PROVIDED RECORDS:
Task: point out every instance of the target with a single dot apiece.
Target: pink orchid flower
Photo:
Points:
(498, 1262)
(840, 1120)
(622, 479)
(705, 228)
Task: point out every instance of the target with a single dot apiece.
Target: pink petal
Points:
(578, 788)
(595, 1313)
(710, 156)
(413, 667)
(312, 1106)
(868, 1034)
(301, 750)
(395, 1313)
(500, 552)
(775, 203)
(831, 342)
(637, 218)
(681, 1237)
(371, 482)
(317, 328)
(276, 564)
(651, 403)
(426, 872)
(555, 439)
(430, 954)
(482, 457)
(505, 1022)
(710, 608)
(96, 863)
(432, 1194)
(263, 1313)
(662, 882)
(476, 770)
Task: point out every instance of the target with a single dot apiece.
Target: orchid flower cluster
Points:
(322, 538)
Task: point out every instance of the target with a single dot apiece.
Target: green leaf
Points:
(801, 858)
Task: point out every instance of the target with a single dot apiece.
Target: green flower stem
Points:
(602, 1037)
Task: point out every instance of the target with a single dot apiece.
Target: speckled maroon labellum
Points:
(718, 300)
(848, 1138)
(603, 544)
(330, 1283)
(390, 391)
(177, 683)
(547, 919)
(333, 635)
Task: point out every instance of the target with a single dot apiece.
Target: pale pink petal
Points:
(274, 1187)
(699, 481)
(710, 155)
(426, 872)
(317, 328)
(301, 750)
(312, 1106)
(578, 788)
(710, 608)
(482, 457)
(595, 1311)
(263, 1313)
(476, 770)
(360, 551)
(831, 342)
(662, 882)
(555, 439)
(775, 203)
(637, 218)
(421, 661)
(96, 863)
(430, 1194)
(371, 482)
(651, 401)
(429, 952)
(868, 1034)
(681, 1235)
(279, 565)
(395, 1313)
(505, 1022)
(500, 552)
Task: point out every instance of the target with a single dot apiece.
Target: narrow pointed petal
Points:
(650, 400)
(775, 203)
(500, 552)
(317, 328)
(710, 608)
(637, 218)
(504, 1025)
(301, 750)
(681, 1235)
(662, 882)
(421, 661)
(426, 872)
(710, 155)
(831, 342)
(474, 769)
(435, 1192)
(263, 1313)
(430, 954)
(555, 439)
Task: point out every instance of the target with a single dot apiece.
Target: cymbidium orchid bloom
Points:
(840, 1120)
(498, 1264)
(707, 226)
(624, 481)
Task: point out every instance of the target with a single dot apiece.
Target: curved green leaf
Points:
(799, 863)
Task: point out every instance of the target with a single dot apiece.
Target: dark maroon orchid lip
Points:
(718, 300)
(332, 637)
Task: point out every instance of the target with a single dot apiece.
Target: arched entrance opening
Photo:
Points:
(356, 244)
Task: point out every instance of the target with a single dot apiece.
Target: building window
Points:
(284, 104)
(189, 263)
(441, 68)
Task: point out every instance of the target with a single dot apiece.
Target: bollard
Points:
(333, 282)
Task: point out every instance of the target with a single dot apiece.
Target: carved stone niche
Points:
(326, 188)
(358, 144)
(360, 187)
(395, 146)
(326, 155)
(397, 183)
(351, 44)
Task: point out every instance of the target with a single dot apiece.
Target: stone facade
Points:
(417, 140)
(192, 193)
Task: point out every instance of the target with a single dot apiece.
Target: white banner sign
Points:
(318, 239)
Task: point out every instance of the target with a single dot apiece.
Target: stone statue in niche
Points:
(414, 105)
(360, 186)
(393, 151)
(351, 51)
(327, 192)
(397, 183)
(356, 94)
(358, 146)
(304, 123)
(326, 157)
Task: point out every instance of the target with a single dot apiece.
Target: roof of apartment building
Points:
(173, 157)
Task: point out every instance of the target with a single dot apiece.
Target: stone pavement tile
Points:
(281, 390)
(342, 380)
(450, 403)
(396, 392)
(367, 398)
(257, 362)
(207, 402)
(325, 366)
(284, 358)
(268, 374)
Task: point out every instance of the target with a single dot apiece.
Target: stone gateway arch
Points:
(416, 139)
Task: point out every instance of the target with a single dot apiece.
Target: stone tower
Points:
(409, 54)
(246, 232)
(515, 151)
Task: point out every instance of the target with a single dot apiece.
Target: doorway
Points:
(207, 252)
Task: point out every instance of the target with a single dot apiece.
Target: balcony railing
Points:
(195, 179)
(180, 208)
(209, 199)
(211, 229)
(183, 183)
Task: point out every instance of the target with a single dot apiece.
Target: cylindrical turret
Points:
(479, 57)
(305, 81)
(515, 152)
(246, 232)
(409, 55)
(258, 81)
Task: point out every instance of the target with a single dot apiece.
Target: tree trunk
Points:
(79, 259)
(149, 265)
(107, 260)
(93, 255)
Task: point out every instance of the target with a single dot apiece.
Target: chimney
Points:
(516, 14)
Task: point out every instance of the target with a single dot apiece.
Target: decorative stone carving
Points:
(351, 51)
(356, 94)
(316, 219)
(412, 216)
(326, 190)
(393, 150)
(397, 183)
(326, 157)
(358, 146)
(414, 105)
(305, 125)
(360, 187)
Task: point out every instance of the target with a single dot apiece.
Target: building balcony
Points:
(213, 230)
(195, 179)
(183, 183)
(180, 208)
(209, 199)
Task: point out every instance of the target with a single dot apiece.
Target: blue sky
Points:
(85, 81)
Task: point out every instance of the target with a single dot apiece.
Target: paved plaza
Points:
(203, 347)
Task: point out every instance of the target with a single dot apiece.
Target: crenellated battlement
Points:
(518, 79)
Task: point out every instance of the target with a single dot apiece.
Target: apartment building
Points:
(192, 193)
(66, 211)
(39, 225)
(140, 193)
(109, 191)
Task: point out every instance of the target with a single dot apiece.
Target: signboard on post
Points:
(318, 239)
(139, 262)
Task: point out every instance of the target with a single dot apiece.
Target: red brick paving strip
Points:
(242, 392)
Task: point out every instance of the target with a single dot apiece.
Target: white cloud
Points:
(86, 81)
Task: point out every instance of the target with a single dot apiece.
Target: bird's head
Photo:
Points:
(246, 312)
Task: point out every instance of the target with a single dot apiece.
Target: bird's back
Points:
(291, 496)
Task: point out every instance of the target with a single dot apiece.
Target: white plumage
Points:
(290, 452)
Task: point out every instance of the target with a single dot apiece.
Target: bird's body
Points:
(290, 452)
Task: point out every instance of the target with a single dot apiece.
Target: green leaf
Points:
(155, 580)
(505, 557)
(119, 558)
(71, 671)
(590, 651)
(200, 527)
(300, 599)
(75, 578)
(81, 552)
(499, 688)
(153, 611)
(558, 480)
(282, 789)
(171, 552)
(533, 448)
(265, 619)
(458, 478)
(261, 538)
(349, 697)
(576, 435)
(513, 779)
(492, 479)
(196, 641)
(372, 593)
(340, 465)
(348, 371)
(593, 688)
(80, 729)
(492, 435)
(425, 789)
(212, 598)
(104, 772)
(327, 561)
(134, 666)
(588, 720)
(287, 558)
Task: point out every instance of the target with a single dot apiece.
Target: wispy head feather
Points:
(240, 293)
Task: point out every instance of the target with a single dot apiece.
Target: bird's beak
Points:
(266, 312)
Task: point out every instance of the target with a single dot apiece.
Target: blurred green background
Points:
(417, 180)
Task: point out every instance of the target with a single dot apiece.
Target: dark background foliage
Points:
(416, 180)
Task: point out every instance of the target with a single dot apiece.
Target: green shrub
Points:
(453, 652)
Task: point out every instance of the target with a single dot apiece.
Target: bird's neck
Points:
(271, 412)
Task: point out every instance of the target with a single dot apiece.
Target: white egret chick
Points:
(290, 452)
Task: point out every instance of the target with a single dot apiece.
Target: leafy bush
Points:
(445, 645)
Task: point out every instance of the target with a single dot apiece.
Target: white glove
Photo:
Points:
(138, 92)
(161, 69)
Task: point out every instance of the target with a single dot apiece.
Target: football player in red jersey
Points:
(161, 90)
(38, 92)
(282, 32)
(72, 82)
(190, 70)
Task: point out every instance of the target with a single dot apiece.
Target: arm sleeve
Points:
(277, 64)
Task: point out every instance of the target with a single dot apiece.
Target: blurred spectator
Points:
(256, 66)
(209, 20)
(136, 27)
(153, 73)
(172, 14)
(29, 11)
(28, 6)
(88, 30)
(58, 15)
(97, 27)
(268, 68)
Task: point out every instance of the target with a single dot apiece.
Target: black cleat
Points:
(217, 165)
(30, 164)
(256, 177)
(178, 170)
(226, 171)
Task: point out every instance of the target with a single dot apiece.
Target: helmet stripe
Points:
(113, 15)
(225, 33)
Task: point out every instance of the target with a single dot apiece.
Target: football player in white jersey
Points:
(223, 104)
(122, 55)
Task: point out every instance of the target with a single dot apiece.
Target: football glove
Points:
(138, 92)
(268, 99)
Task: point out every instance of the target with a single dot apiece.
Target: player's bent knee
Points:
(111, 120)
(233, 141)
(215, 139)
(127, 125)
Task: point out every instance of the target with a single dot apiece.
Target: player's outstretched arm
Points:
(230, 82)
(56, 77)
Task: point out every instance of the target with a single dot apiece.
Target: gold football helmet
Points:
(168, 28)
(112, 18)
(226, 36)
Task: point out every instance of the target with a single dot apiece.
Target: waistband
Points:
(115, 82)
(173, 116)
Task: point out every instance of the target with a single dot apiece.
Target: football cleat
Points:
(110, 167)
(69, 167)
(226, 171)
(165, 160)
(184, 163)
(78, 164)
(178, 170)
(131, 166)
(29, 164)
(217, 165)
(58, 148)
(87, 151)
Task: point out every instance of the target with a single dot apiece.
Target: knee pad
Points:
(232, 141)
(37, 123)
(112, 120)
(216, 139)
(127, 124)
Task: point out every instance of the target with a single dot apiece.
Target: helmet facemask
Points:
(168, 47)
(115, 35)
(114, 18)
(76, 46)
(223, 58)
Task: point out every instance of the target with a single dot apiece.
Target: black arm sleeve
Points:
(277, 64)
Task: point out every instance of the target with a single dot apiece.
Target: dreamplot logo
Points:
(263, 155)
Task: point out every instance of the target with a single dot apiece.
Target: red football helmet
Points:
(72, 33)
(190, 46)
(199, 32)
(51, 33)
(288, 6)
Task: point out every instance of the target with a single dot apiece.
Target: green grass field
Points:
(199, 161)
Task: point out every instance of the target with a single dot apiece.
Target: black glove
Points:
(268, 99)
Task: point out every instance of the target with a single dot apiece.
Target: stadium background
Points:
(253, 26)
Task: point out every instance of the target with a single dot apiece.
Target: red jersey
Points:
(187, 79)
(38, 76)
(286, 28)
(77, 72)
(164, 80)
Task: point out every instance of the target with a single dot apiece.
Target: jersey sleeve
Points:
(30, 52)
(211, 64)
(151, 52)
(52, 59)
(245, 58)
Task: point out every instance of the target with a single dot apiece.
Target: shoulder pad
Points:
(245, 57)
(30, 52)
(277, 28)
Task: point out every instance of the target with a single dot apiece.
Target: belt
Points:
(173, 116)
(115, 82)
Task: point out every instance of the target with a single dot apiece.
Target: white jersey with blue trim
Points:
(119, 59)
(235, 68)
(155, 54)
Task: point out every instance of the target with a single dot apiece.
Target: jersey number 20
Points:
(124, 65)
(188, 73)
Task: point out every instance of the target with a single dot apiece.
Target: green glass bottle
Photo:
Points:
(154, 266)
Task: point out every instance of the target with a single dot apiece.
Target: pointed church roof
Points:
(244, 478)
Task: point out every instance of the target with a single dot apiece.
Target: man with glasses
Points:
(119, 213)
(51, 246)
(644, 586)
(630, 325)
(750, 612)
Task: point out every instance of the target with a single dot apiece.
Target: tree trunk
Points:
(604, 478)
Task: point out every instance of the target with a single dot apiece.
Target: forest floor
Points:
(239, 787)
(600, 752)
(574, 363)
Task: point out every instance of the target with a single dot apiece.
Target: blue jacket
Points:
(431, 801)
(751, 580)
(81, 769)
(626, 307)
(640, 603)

ASSIGNMENT:
Output only the lines running from the line with "Target: green glass bottle" through the final line of the data, inclusive.

RESULT OF THE EXERCISE:
Target: green glass bottle
Photo:
Points:
(154, 266)
Task: point out every instance of the target with a single dot apiece.
Target: pointed church roof
Points:
(244, 478)
Task: point out every instance of the target with a single dot apiece.
Target: man with glasses
Points:
(119, 213)
(51, 246)
(644, 586)
(630, 325)
(750, 612)
Task: point out every instance of the target with a single dot apiece.
Target: tree trunk
Points:
(604, 478)
Task: point out every instance of the target with a single dot apiece.
Target: forest floor
Points:
(239, 787)
(600, 752)
(574, 363)
Task: point out every instance of the target with a single dot apiece.
Target: blue jacket
Points:
(431, 801)
(751, 580)
(81, 769)
(626, 307)
(640, 603)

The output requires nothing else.